Copy out each line of the material below with no changes.

--- start of Provided data ---

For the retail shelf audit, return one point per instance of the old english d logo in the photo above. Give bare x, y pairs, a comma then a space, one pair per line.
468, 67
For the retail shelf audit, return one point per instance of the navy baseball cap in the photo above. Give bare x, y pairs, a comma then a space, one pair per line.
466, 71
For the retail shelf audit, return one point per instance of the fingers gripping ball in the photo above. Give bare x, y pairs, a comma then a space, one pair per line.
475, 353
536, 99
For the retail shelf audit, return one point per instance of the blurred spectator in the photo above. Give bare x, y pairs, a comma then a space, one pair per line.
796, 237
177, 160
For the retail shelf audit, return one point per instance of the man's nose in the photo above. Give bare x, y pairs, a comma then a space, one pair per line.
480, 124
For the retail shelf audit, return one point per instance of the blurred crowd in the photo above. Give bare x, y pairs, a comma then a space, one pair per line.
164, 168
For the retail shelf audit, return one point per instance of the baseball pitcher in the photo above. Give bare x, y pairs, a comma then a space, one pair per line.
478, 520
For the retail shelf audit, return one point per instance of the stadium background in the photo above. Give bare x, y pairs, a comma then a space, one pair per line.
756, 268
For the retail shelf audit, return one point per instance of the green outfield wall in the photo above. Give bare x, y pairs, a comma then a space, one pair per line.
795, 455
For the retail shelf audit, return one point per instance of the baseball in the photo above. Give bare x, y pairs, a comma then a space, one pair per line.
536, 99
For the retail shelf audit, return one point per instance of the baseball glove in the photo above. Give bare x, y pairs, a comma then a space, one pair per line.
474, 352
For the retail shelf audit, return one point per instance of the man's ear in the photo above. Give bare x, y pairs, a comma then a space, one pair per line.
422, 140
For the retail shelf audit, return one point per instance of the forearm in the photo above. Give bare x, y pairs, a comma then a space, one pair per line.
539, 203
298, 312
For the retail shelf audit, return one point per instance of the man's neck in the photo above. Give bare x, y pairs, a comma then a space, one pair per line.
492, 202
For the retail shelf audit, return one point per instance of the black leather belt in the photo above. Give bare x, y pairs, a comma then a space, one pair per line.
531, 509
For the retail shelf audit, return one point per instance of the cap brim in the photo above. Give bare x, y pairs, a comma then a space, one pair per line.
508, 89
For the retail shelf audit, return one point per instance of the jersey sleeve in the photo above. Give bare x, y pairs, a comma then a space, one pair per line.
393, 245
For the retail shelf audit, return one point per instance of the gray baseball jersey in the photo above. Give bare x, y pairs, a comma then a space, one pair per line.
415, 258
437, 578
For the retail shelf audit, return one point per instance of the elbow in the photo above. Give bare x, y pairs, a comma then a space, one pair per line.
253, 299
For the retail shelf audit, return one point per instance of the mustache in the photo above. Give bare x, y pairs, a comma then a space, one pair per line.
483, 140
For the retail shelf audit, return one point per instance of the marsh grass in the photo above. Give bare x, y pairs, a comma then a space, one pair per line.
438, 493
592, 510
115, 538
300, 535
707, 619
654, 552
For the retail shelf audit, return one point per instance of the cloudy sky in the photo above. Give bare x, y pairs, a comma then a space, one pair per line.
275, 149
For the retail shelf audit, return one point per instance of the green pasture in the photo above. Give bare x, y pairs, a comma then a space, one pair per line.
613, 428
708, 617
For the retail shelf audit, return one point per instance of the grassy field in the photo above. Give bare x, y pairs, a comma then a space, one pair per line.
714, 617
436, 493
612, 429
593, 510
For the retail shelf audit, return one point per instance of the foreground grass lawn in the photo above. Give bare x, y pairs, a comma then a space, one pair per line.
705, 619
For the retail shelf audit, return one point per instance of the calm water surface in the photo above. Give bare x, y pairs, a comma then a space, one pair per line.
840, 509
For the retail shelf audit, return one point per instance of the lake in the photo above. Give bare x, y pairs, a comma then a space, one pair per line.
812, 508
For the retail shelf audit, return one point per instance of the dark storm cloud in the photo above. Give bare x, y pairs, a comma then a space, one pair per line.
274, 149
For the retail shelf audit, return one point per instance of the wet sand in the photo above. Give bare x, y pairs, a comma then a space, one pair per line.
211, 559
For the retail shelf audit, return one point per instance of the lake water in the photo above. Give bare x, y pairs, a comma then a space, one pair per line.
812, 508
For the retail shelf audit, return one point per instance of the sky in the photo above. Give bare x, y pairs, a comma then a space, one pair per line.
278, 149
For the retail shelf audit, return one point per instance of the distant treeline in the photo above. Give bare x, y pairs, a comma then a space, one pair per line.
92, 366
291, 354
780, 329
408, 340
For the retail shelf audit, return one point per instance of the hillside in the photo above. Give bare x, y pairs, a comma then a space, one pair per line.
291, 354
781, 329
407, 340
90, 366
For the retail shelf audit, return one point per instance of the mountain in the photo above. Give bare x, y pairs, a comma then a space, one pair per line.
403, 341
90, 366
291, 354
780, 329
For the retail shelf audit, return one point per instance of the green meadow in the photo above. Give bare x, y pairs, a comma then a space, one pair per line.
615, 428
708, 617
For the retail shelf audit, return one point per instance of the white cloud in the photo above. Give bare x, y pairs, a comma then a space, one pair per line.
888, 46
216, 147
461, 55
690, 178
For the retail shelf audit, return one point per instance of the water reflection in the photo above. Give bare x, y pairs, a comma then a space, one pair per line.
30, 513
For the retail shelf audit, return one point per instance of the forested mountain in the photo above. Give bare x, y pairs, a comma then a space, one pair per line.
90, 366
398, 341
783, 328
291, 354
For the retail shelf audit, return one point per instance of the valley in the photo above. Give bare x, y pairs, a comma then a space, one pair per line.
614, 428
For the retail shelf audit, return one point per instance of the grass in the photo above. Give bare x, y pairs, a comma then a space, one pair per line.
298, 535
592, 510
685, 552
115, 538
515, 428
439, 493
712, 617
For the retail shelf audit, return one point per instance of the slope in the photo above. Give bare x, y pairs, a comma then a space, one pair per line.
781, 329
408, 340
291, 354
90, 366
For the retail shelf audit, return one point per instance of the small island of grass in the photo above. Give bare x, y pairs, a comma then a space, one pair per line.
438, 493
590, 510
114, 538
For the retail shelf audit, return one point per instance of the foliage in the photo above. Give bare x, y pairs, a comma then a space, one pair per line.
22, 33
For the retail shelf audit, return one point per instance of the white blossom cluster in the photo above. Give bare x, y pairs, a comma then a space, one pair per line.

--- end of Provided data ---

• _Expected answer_
For the retail shelf audit, return one point per instance of the old english d logo in the photo above. Give bare x, y pairs, a comma then a space, one pair per line.
468, 67
For the retail shelf audit, return one point per instance of the navy baseball cap in the photo above. Give bare x, y pairs, a comma then a space, one pair per line.
466, 71
For the retail shelf audit, return one point per instance of the fingers gripping ball in the photo above. Give bare x, y pairs, a comma then a space, one pair per line.
475, 353
536, 99
For the retail shelf audit, return one point per instance of the blurred spectator in the photo above. Give bare x, y pairs, a comma then a space, one pair per line.
796, 237
177, 160
For the retail shelf audit, return one point per instance of the man's nose in the photo above. Give bare x, y pairs, a comma then a space, one pair per line.
480, 124
For the retail shelf audit, return one point per instance of the blurred crowd in the photo above. Give bare x, y pairs, a comma then a space, one pair per line.
164, 168
For the retail shelf audit, return one point per instance of the baseball pitcher in the photo above. Give bare x, y pairs, a comma then a space, one pair per line.
478, 520
For the retail shelf audit, return one point per instance of the stadium background in the photo above. Give bare x, y pairs, a comma then a space, one pair per line.
756, 268
For the retail shelf audit, return one point per instance of the green outfield wall in the photo above. Give bare x, y pairs, a comma then a space, one pair per line.
795, 455
For the retail shelf audit, return one point per instance of the baseball in the photo above. Give bare x, y pairs, a comma then a space, one pair per line.
536, 99
For the retail shelf audit, return one point per instance of the baseball glove in the photo above. Give bare x, y pairs, a comma then a space, one pair per line.
474, 352
For the retail shelf audit, return one point per instance of the man's ear in the photo above. Give bare x, y pairs, a comma then a space, one pair per line.
422, 140
For the retail shelf audit, return one point per instance of the forearm in the photo above. Give bare x, y pairs, a comma then a space, one pair per line.
539, 203
298, 312
For the retail shelf audit, return one point per instance of the man's neck in the photo above. Give bare x, y pairs, a comma then a space, one pair per line.
492, 202
For the retail shelf audit, return one point per instance of the black leather belt in the photo above. Give bare x, y pairs, a comma then a space, one pair per line.
531, 509
For the retail shelf audit, return one point per instance of the cap brim in the photo above. Give bare x, y pairs, a comma then a space, one pair per line.
508, 89
For the retail shelf audit, return one point per instance of the jersey sleeve in the photo above. Give bare x, y pairs, a comma then a space, one pair per line.
393, 245
For the retail shelf audit, return one point per instance of the gray baseball jersey in the photo above. Give bare x, y pairs, a comma then a space, one pair per line.
415, 258
437, 578
For the retail shelf audit, return one point per instance of the elbow in the photo above. Give bare x, y pairs, a comma then a space, one pair per line.
253, 299
For the retail shelf audit, return one point per instance of the mustache in the photo above. Give bare x, y pairs, a comma then a space, one pair per line.
483, 140
For the retail shelf audit, return one point per instance of the marsh grass in the photo above. Give bare x, y pairs, a comma then a space, one pair per line.
438, 493
592, 510
115, 538
300, 535
707, 619
654, 552
For the retail shelf audit, return one point per instance of the cloudy sky in the photo above. Give bare x, y pairs, a comma then a space, one pair per line.
275, 149
For the retail shelf audit, return one point per instance of the green pasture in the photo above. Give bare x, y pairs, a comma then a space, one pair per line.
613, 428
708, 617
For the retail shelf audit, return one point per instance of the grassy field in the photo above. Give bare x, y pairs, a comma then a space, one pair per line.
714, 617
436, 493
612, 429
593, 510
For the retail shelf audit, return one point per instance of the foreground grass lawn in the photo above. Give bare x, y pairs, a comma then a space, one pair per line.
705, 619
For the retail shelf audit, return one point per instance of the calm water surface in the photo above. Give bare x, y pairs, a comma then a space, one pair per line.
840, 509
For the retail shelf audit, return one point per instance of the lake in the photo above. Give bare x, y pairs, a comma then a space, one pair per line.
812, 508
For the retail shelf audit, return one point per instance of the dark storm cloud in the photo above. Give bare x, y pairs, a comma then a space, one pair per line.
274, 149
For the retail shelf audit, return one point per instance of the wet sand in the photo above. Give bare x, y pairs, a comma then a space, one pair per line.
211, 559
For the retail shelf audit, return one point per instance of the lake water in the photo above. Give bare x, y pairs, a comma then a space, one pair per line.
812, 508
For the retail shelf audit, return one point per instance of the sky in the photo above. Give bare x, y pairs, a comma then a space, one pair per line.
278, 149
For the retail shelf audit, return one point per instance of the distant treeline in the photo above. Give bare x, y pairs, a comma then a space, one pair per line.
92, 366
291, 354
780, 329
408, 340
For the retail shelf audit, return one point per instance of the hillside in the photo above. Give bare x, y pairs, a comma then a space, one pair per line.
291, 354
781, 329
407, 340
90, 366
For the retail shelf audit, return one point per instance of the mountain in the photo above. Give bare x, y pairs, a comma then a space, one pair per line.
403, 341
90, 366
291, 354
780, 329
For the retail shelf audit, return one point per instance of the green meadow in the photo above. Give bare x, y pairs, a comma then a space, one pair per line.
615, 428
708, 617
For the retail shelf audit, return one point per instance of the white cloud in the photo above. Give bare x, y pairs, a comma then a space, one pair per line.
888, 46
216, 147
461, 55
690, 178
For the retail shelf audit, return one point per instance of the water reflection in the photo above. Give bare x, y pairs, a comma then a space, one pair per line.
30, 513
For the retail shelf audit, return one point per instance of the forested mountain in the photo above. Give bare x, y pairs, a comma then a space, one pair per line.
90, 366
398, 341
783, 328
291, 354
For the retail shelf audit, return one point per instance of the valley in the photo above. Give bare x, y pairs, a comma then a space, one pair per line.
614, 428
For the retail shelf audit, return one point per instance of the grass in the photo above. Give bare x, y pairs, a comma then a space, one pair per line.
298, 535
592, 510
685, 552
115, 538
515, 428
439, 493
712, 617
For the retail shelf audit, return one point per instance of the slope in the photo above. Give bare x, y pairs, a comma then a space, one pair per line.
781, 329
408, 340
291, 354
90, 366
For the retail shelf audit, return one point per instance of the small island of grass in the photo above. Give bare x, y pairs, a comma then a space, one pair per line.
438, 493
590, 510
114, 538
For the retail shelf audit, return one point per instance of the foliage in the photo above. Give bare x, y pairs, a comma then a space, one pair per line.
22, 33
For the retail shelf audit, return one point per instance of the white blossom cluster in the photo above. Give bare x, y pairs, a comma then a space, one pair per line.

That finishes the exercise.